* [Provided passage]
"""

Some people, sweet and attractive, and strong and healthy,
Happen to die young.
They are masters in disguise, teaching us about impermanence.
I was six when my beloved Aunt Ruth died. We were very close but no one ever told me she had brain cancer, they never told me she was dying and when I wanted to go to the funeral, my parents wouldn’t let me. “You’re too young,” they said. I sadly watched them leave the house without me.
Here in the West, we are taught that focusing on death is asking for trouble and it’s taboo to discuss it with children. Eastern philosophy, on the other hand, believes in teaching children about impermanence as soon as they’re old enough to grasp the meaning of life and death so they can learn the true nature of the human experience.

"""

* [Work task]
Proceed with the text on death and impermanence, starting after its last sentence. The rows that come next are unrelated material, separate from the text on impermanence.

* [Source information]
"""

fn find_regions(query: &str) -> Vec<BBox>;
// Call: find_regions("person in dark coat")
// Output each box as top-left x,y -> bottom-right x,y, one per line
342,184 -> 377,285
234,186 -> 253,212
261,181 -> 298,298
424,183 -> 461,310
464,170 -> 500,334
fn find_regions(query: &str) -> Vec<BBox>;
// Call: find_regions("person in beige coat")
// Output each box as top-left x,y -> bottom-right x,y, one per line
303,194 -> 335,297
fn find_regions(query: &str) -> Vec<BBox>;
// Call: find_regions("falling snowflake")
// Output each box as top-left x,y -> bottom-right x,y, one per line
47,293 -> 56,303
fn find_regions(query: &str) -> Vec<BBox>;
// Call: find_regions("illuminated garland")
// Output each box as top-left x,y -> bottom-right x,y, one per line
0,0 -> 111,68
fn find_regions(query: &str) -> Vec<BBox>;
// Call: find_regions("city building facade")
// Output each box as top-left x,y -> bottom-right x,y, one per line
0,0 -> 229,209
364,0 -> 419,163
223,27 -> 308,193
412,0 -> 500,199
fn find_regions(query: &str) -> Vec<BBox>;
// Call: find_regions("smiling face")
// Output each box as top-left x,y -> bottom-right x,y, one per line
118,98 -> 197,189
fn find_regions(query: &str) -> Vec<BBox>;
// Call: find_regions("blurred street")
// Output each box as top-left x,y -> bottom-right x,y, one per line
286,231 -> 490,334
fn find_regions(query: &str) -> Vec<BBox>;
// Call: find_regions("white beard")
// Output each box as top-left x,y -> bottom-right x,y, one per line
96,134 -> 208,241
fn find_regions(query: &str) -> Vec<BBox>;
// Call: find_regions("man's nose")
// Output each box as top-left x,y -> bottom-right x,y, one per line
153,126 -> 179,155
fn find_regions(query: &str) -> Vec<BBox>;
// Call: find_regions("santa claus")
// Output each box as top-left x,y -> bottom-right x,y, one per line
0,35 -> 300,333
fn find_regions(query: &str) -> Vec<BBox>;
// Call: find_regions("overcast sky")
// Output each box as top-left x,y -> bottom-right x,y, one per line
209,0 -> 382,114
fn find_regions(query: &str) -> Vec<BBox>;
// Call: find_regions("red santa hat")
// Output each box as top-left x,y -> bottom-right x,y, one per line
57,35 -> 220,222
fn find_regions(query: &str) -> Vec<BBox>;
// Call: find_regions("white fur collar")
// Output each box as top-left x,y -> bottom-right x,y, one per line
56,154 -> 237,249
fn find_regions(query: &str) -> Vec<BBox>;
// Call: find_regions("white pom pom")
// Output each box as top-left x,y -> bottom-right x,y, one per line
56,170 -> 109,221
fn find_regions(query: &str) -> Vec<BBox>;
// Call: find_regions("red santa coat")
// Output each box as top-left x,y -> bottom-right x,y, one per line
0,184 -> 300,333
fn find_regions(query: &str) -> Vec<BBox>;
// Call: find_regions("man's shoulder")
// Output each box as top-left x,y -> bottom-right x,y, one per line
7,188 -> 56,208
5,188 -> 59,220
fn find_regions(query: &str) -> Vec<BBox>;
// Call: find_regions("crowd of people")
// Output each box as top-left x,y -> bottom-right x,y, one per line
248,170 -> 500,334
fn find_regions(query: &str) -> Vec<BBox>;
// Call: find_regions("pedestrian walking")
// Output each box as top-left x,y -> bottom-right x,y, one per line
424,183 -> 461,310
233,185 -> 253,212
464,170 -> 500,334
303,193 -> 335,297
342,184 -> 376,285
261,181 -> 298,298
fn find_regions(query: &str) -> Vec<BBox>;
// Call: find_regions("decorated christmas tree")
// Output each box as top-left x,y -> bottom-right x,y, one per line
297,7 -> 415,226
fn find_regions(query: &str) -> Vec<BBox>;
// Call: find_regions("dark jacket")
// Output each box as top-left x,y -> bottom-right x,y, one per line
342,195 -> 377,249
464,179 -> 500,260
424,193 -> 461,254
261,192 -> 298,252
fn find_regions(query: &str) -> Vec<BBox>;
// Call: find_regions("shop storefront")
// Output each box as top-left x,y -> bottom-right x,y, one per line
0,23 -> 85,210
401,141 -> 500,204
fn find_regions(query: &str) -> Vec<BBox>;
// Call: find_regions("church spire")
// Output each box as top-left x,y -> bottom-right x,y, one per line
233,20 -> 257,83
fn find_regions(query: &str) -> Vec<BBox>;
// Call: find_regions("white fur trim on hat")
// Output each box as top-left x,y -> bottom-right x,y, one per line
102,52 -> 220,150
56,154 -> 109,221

"""

* [Exercise output]
Nowhere is the transitory nature of life more strikingly demonstrated than in the Tibetan Buddhist tradition of colored sand painting, Dul-Tson-kyil-Khor. A group of monks sit in a circle around an empty platform and they construct a mystical map, a mandala, the representation of a perfect universe. Then they lean over, put their shaved heads together and start blowing millions of grains of colored sand through a funnel shaped instrument. For more than a week, streams of sand flow like liquid and a beautiful design begins to take shape.
I had the good fortune to witness this one day in Los Angeles and I was mesmerized by the scratching sound as they blew and the magnificence of the developing art piece. But the real spectacle occurred when they were finished. After they chanted and prayed, the most senior monk placed his index finger on one side of the sacred masterpiece, pressed downward and swept it through the center of the painting. The rest of the monks joined in, using pieces of cardboard and foam rubber to sweep the sand into a pile that they would deposit into the ocean. All that was left was the original bare platform and a basketful of sand, a stunning demonstration of the impermanence of everything.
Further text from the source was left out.